[START]

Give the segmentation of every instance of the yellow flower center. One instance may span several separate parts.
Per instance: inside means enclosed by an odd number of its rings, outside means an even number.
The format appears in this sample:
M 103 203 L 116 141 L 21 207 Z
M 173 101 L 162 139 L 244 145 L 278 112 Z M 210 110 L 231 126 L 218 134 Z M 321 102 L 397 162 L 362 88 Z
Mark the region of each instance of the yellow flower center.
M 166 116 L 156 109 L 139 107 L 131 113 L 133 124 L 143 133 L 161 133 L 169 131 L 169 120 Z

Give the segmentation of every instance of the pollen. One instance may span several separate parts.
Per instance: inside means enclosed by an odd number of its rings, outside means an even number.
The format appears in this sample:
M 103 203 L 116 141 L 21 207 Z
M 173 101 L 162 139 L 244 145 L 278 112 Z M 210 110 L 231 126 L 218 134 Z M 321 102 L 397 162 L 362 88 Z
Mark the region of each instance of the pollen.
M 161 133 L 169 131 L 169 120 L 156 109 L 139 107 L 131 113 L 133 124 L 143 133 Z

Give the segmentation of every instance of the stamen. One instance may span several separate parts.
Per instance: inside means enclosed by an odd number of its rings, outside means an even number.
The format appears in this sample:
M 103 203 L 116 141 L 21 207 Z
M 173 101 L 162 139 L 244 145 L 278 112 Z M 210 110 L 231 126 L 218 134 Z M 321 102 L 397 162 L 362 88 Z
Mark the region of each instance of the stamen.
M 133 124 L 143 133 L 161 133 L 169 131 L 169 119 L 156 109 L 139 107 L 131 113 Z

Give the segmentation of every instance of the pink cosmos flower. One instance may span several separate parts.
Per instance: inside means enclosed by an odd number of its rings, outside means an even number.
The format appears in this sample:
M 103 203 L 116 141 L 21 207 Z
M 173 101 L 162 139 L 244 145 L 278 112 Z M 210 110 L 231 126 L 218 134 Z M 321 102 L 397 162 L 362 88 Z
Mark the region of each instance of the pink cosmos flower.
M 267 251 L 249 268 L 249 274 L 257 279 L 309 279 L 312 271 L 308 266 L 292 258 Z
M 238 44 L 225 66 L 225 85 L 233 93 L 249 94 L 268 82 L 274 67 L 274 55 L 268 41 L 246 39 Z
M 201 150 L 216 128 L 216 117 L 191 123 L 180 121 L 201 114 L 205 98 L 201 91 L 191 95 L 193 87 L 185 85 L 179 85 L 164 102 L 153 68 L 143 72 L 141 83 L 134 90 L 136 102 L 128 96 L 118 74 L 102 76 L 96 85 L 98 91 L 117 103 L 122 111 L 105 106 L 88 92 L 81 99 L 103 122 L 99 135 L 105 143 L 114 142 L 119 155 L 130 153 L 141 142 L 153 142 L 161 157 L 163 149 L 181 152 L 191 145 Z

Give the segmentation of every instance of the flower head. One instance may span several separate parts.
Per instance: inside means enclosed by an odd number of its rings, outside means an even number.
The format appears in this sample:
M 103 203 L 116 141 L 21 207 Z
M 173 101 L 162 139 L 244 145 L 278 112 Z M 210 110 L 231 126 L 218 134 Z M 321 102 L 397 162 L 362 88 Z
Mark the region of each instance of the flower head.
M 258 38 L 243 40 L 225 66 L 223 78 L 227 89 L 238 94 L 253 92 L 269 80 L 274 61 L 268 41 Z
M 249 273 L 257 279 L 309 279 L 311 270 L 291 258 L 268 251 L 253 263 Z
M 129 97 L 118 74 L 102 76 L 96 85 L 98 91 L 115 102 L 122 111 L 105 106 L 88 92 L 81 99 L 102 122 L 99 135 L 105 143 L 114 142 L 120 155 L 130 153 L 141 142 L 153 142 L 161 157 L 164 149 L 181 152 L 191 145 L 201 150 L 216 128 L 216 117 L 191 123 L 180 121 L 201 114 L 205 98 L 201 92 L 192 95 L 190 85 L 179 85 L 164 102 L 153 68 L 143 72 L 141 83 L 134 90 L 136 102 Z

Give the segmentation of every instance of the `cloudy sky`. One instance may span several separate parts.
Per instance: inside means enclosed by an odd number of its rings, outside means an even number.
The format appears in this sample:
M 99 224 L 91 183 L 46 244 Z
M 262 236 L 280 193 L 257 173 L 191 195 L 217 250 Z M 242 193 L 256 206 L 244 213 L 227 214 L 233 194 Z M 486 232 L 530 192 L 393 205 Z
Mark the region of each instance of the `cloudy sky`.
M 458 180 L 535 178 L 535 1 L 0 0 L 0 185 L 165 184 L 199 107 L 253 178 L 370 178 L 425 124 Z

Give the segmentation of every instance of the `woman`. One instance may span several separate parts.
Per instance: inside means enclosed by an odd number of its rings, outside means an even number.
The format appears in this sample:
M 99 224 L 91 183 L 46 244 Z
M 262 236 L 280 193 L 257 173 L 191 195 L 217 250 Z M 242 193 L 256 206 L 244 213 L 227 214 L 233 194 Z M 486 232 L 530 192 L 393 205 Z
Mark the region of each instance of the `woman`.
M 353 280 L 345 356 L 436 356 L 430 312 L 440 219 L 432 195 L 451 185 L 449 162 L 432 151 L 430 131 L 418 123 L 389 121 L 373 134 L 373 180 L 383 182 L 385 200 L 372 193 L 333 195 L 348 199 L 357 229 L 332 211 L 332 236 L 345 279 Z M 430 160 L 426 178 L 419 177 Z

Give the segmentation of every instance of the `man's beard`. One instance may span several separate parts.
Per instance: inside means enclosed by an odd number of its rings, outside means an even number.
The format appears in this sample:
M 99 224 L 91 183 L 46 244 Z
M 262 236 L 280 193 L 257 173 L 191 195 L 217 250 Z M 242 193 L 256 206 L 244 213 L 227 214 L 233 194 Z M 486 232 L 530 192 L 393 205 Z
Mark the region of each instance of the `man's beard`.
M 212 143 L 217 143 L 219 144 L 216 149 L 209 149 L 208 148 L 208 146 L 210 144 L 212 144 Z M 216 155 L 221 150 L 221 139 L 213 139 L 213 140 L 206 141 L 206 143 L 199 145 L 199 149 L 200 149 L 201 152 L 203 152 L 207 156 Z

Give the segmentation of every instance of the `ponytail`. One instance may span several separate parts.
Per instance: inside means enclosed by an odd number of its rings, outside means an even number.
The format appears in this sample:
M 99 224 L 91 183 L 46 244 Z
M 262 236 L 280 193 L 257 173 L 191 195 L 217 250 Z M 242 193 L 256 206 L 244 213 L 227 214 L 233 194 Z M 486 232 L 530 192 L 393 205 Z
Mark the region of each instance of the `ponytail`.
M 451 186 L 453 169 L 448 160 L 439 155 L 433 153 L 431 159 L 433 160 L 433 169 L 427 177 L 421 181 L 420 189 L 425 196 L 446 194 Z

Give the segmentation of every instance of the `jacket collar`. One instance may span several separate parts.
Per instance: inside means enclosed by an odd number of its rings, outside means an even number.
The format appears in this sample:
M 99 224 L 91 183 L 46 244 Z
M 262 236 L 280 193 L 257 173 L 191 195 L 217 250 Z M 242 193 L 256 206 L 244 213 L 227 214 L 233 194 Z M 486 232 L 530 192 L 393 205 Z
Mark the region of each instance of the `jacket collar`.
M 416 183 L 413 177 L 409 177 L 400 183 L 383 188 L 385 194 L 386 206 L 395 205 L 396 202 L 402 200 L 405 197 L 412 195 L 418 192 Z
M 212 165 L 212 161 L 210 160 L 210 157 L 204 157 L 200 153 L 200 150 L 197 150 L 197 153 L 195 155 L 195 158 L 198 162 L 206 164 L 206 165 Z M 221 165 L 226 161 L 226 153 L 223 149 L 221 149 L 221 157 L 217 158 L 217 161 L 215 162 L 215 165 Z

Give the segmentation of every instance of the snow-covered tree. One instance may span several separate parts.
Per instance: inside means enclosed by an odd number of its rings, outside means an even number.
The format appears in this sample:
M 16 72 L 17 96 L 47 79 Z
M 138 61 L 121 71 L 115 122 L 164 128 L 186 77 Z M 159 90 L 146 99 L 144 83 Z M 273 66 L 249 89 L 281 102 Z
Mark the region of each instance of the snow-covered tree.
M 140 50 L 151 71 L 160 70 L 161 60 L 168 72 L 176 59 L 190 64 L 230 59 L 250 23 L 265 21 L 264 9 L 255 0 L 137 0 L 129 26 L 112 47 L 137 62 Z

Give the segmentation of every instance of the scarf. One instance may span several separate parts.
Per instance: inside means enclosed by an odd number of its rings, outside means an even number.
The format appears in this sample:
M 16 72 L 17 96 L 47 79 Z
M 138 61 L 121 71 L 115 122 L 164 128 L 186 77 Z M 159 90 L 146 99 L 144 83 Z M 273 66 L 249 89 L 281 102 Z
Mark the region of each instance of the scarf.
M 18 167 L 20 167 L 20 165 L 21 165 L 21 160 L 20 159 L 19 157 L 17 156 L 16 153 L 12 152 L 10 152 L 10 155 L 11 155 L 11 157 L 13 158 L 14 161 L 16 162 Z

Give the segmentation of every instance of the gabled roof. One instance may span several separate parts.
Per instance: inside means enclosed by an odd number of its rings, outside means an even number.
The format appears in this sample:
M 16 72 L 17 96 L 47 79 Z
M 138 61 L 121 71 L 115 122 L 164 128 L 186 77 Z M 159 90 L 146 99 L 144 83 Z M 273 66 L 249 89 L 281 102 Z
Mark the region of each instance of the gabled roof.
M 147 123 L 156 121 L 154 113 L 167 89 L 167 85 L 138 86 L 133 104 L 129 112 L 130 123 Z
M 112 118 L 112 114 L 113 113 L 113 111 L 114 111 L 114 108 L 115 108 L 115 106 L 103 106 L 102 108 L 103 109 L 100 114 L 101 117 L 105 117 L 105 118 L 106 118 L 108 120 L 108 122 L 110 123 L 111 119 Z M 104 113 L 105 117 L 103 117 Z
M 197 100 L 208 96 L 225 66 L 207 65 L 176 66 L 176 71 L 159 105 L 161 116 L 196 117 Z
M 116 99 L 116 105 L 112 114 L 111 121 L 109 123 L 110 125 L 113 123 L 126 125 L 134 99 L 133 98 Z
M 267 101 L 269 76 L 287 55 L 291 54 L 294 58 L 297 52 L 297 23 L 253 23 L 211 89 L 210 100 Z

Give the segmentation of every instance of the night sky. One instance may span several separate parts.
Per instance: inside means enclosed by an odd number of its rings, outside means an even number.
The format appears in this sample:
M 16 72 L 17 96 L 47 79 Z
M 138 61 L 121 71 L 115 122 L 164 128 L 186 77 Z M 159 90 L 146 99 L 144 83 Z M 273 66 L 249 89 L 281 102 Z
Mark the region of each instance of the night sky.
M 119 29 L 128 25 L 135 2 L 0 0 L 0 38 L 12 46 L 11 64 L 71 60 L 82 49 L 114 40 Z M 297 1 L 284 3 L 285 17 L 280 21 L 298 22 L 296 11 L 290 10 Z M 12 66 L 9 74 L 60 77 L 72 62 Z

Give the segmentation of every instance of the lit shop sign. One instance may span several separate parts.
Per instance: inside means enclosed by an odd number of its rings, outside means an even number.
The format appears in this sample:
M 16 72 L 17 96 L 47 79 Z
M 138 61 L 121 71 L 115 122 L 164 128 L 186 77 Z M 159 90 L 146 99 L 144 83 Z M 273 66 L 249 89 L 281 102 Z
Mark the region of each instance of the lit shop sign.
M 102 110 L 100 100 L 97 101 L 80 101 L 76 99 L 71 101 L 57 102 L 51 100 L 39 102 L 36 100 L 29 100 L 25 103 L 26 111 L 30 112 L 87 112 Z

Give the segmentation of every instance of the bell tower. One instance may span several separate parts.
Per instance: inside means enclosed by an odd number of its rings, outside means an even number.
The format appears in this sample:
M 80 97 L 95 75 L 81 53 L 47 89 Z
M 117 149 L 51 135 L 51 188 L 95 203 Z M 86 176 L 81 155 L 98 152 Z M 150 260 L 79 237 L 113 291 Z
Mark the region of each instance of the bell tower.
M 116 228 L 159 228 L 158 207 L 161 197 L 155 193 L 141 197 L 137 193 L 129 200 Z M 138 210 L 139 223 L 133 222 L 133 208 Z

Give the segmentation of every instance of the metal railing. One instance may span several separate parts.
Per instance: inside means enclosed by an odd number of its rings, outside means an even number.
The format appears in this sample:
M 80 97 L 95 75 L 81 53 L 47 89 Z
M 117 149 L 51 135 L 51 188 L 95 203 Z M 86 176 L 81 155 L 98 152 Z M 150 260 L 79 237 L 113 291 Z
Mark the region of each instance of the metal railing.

[END]

### Problem description
Repeat the rows above word for word, from the line containing "Give the segmentation of every instance of the lit" up to and including the line containing "M 116 228 L".

### Output for this task
Give the segmentation of every instance of the lit shop sign. One instance may span several separate parts.
Per instance: inside means enclosed by an odd number of its rings, outside means an even number.
The format appears in this sample:
M 16 72 L 17 96 L 47 79 Z
M 138 61 L 121 71 L 115 122 L 164 128 L 186 77 Z M 159 90 L 146 99 L 144 83 Z M 273 66 L 249 89 L 281 102 Z
Mark the region of each instance of the lit shop sign.
M 102 110 L 100 100 L 97 101 L 80 101 L 76 99 L 71 101 L 57 102 L 51 100 L 39 102 L 36 100 L 29 100 L 25 103 L 26 111 L 30 112 L 87 112 Z

Give the segmentation of every instance of the bell tower. One instance may span several separate parts.
Per instance: inside means enclosed by an odd number of its rings, outside means an even number.
The format appears in this sample:
M 80 97 L 95 75 L 81 53 L 47 89 Z
M 117 149 L 51 135 L 51 188 L 95 203 Z M 86 176 L 81 155 L 98 152 Z M 150 260 L 79 237 L 113 291 Z
Mark the region of each instance of the bell tower.
M 116 228 L 159 228 L 158 207 L 161 197 L 155 193 L 141 197 L 137 193 L 129 200 Z M 138 210 L 139 223 L 133 222 L 133 208 Z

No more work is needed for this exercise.